# Available records
----
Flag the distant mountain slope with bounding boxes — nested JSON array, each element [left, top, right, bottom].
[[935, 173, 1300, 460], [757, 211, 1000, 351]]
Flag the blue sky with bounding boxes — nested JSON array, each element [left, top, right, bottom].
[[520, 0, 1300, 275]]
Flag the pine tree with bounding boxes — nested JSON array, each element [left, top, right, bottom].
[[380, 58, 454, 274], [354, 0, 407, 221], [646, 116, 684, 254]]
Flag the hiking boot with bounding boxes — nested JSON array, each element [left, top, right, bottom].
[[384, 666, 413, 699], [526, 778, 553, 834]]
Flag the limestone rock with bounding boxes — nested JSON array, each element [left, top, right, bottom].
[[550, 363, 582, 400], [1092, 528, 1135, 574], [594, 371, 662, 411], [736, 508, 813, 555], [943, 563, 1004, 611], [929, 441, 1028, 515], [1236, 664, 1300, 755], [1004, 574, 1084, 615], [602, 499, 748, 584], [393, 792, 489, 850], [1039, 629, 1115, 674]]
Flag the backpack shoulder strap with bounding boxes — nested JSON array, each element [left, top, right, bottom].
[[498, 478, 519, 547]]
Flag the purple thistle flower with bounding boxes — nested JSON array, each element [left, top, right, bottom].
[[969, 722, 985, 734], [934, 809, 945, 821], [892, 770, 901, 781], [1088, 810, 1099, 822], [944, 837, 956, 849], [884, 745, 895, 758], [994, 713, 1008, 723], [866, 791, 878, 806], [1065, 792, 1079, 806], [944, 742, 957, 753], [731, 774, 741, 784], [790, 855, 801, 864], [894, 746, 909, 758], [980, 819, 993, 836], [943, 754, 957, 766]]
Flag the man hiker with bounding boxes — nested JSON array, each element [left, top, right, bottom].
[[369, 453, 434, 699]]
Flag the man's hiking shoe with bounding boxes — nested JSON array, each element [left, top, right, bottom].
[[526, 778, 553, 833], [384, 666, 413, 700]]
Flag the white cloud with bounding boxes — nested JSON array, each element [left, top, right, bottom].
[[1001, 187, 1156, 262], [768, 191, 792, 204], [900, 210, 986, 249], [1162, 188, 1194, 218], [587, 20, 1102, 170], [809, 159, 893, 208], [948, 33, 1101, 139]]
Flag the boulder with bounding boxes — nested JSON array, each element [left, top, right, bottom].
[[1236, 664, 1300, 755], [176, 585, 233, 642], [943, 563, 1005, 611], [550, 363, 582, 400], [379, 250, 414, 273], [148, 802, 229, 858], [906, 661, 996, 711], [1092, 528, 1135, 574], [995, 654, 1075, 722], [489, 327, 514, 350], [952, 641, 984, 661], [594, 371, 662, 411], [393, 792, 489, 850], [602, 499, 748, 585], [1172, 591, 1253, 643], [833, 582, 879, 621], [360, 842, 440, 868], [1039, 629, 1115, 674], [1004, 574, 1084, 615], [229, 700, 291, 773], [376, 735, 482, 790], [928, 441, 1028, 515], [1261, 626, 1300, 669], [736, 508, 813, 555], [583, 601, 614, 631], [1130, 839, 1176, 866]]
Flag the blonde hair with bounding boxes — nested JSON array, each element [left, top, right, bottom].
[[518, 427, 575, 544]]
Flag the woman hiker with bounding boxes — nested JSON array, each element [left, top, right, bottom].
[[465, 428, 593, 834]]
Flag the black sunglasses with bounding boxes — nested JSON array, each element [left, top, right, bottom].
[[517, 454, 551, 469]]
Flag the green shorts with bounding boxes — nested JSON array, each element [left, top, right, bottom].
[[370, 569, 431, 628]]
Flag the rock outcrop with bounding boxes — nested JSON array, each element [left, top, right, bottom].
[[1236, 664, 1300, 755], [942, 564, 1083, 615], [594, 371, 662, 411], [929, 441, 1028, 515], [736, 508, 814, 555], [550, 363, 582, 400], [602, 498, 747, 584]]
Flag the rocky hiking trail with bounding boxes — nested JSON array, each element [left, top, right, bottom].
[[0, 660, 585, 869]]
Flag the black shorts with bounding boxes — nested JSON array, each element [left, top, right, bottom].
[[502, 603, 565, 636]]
----
# Required work
Each line above should appear again, reproduced exactly.

# Solution to the problem
Flag the distant mountain slope with bounding boxes — nested JSON array, each element [left, top, right, bottom].
[[935, 173, 1300, 460], [757, 211, 1000, 351]]
Flag the blue sky with bounding boxes — nested JSON array, each element [left, top, right, bottom].
[[520, 0, 1300, 275]]
Flag the pine tree with bounding boxes — nested JSON array, each element [left, top, right, bottom].
[[380, 58, 454, 274], [354, 0, 407, 221], [646, 116, 684, 254]]
Flag the hiking boot with bounding boxes — nested JSON array, each element [left, top, right, bottom].
[[384, 666, 413, 699], [526, 778, 553, 834]]
Flag the limestone rock with bounding boxes — nested JSON array, each element [left, top, right, bottom].
[[550, 363, 582, 400], [1092, 528, 1135, 574], [594, 371, 662, 411], [736, 508, 813, 555], [943, 563, 1004, 611], [929, 441, 1028, 515], [1236, 664, 1300, 755], [1004, 574, 1084, 615], [602, 499, 748, 584], [393, 792, 489, 850], [1039, 629, 1115, 674]]
Flag the backpack shoulder strap with bounding boxes — nested JSON array, each element [left, top, right, bottom].
[[498, 478, 519, 547]]
Flag the purple thistle flower with bounding boxes — nested JSON array, each element [left, top, right, bottom].
[[969, 722, 985, 734], [934, 809, 945, 821], [892, 770, 901, 781], [1088, 810, 1099, 822], [944, 837, 956, 849], [884, 745, 895, 758], [994, 713, 1008, 723], [866, 791, 878, 806], [1065, 792, 1079, 806], [944, 742, 957, 753], [731, 774, 741, 784], [790, 855, 801, 864], [894, 746, 909, 758], [980, 819, 993, 836], [943, 754, 957, 766]]
Flag the man hiker with bounding boxes — nested JSON array, each element [left, top, right, bottom].
[[369, 453, 434, 699]]
Flag the man's hiking shoe with bounding boxes — nested JSON array, each element [left, top, right, bottom].
[[526, 778, 553, 833], [384, 666, 413, 700]]
Flag the white cloud with bounding boxes — nested JSON array, each element [left, top, right, bottom].
[[1001, 187, 1156, 262], [768, 191, 792, 204], [900, 210, 986, 249], [1162, 188, 1194, 218], [587, 20, 1102, 170], [809, 159, 893, 208], [948, 33, 1101, 139]]
Flag the boulder with bounding boxes — nested JSON array, each element [left, top, right, bottom].
[[1236, 664, 1300, 755], [176, 585, 233, 642], [943, 563, 1005, 611], [550, 363, 582, 400], [379, 250, 414, 273], [148, 802, 229, 858], [906, 661, 996, 711], [1092, 528, 1135, 574], [995, 654, 1075, 722], [489, 327, 514, 350], [952, 641, 984, 661], [594, 371, 662, 411], [393, 792, 489, 850], [602, 499, 748, 585], [1172, 591, 1253, 643], [833, 582, 879, 621], [360, 842, 440, 868], [1039, 629, 1115, 674], [1004, 574, 1084, 615], [229, 700, 291, 773], [376, 735, 482, 790], [928, 441, 1028, 515], [1261, 626, 1300, 669], [736, 508, 813, 555], [583, 601, 614, 631], [1130, 839, 1176, 866]]
Flag the blonde hair with bounding boxes — nested JSON array, each element [left, top, right, bottom].
[[518, 427, 575, 544]]
Flag the woman hiker with bounding boxes — nested JSON array, each element [left, top, right, bottom].
[[465, 428, 593, 834]]
Flag the black sunglasses with bounding boxes — nested JSON array, each element [left, top, right, bottom].
[[517, 454, 551, 469]]
Flag the green shorts with bounding boxes — nested JSON array, each element [left, top, right, bottom].
[[370, 569, 431, 628]]
Flag the rock outcrop with bounding boxes — nested JSON array, each element [left, top, right, bottom].
[[1236, 664, 1300, 755], [942, 564, 1083, 615], [594, 371, 662, 411], [929, 441, 1028, 515], [736, 508, 814, 555], [550, 363, 582, 400], [602, 498, 747, 584]]
Flag the rocky hiking trail with bounding boxes — nested JSON array, each element [left, top, right, bottom].
[[0, 660, 585, 869]]
Flag the black shorts with bounding boxes — nested JSON array, each element [left, top, right, bottom].
[[502, 603, 565, 636]]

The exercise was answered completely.